Page excerpt →
========
Boundaries with Women

There are women who don’t demand control.

I’ve gotten more than one response to my post on the Bitch Goddess. The post was aimed at the Satanic corruption of womanhood, not womanhood itself. The Lord made woman from the same flesh as man and you can’t have one without the other. And there are most certainly things women should run for their men, because men can be quite incompetent at some tasks.

Even the best of men are distracted by their own callings from God, but it doesn’t excuse anything approaching the Western masculine misogyny. That was part of my point: Western culture has created an image of men built on the effects of the Curse of the Fall. Traditional Western manhood is evil, indeed.

The biblical model is hardly quite what Israel made of it, either. Jesus condemned the Talmudic position that made women mere chattel. As noted often on this blog, the Law of Moses was not universal; it was for those people, that place, that time. Those people came out of a bad context for women. Thus, the Law of Moses elevated women substantially over neighboring cultures. Jesus took it even farther and gave them unprecedented authority within the marriage covenant.

So the thing we seek in the balance between man and woman has no absolute definition. Biblical Law is a moral relationship, not a bunch of principles. Within each social context in human history, there is always a distance between where the folks are versus where they ought to be. Right now, we have a serious problem with Western feminism, but the primary issue is that it is Western.

Not every pagan deity is inherently evil; it’s a question of whether the mythology and worship threatens shalom. Under the Covenant of Moses there was no room for any pagan religion. However, that wasn’t the issue with pagan neighbors within their own societies. The Hebrew experience with Canaanite Astarte worship included temple prostitutes, and there is no way to put a good spin on that. The Canaanite intrusion into the Hebrew society was the problem. Sex outside the marriage covenant is evil, period.

But for all the problems Israel had with such things, there were also male homosexual temple prostitutes (“dogs”) who were considered even worse. But perhaps the most pernicious outsider pagan influence on Hebrew culture came from the various cults of Baal. The array of images of Baal constituted a horrible influence on Hebrew manhood. What made it so difficult was that the idolatry of Baal included a lot of ritual that was also found in the worship of Jehovah. That’s because both drew from the same broad cultural background and protocols for dealing with important and powerful men.
========
Data rows →
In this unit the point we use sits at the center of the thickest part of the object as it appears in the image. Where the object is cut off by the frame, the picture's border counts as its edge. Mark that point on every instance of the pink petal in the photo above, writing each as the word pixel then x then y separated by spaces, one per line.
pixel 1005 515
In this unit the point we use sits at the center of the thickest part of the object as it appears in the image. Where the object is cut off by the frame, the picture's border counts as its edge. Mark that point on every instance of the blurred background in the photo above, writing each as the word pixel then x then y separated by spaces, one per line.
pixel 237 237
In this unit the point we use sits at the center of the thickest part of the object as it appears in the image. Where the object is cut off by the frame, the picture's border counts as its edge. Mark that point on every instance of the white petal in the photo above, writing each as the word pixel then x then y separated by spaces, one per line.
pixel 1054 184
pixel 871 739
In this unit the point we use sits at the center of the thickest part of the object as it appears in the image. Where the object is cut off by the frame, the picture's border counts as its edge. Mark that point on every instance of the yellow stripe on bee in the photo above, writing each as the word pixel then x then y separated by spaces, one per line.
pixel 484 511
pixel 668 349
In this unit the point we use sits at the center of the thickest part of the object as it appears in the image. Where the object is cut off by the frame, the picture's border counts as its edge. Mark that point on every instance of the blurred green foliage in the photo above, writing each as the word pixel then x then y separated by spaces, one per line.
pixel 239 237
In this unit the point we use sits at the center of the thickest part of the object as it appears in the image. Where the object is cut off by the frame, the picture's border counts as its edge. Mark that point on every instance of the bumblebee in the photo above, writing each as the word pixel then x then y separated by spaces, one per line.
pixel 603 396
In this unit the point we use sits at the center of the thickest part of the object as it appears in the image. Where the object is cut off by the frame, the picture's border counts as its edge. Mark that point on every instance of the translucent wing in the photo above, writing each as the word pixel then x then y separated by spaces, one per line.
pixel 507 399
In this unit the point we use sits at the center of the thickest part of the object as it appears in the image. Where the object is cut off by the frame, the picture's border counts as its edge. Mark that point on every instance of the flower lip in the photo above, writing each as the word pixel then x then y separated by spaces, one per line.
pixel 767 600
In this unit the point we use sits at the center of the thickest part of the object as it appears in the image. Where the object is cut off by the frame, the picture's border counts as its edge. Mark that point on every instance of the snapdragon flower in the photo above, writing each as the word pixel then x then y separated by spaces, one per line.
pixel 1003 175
========
Task requirements →
**A.** Return, word for word, the part of the post on boundaries with women that opens with the words containing "I’ve gotten more" and closes with "is evil, indeed.".
**B.** Carry the post on boundaries with women further, picking up right after its last sentence.

The results →
**A.**
I’ve gotten more than one response to my post on the Bitch Goddess. The post was aimed at the Satanic corruption of womanhood, not womanhood itself. The Lord made woman from the same flesh as man and you can’t have one without the other. And there are most certainly things women should run for their men, because men can be quite incompetent at some tasks.

Even the best of men are distracted by their own callings from God, but it doesn’t excuse anything approaching the Western masculine misogyny. That was part of my point: Western culture has created an image of men built on the effects of the Curse of the Fall. Traditional Western manhood is evil, indeed.

**B.**
However, the Canaanites were uniquely perverse and morally filthy and God condemned all the Canaanites to death for a very good reason. That Israel failed to carry out this command is part of why they ultimately failed as a nation. They corrupted the witness of God’s truth, so He had to send His Son to die on the Cross to get that message across. You’ll notice that only Israel was expected to obey Moses. And plenty of allies were known to worship other deities without sparking any kind of conflict. They agreed on the terms to honor each other’s commitment to their own gods.

Once again: You will find elements of divine truth in a lot of places outside proper worship of Jehovah. The local Canaanites were pushy about their perverse cults, doing their best to suck Israel into it. The primary temptation of Baal worship was the familiarity of ritual and some of the symbolism. Baal worship was loaded with parables, as was that of Astarte. All otherworldly truth is transmitted properly via parables. Nothing you can state factually can cover the Spirit Realm. Any scholarly awareness of pagan religions and mythology, particularly those arising from the Ancient Near East, requires you understand the vast amount of common background they all share with the Old Testament.

All truth is God’s truth. But if you then settle on some pagan religion for that reason, and it causes you to distort or desert Jehovah, I have little sympathy for your choice. There has only ever been one God and Creator of all things. His only Son, Jesus Christ, was His ultimate revelation. Everything else is just a bad understanding of His revelation. In Christ there is no room for pagan idolatry. At the same time, I won’t harass you for pursuing some other religion.

Yes, we have made progress, in both good and evil in our civilizations since the Fall. Moses doesn’t fit our world, but his writing does point us back to the Father of all things. Jesus also ministered and taught within a historical context, seriously tightening the soft parts of Moses, and we can see how the rest of the New Testament built on that foundation.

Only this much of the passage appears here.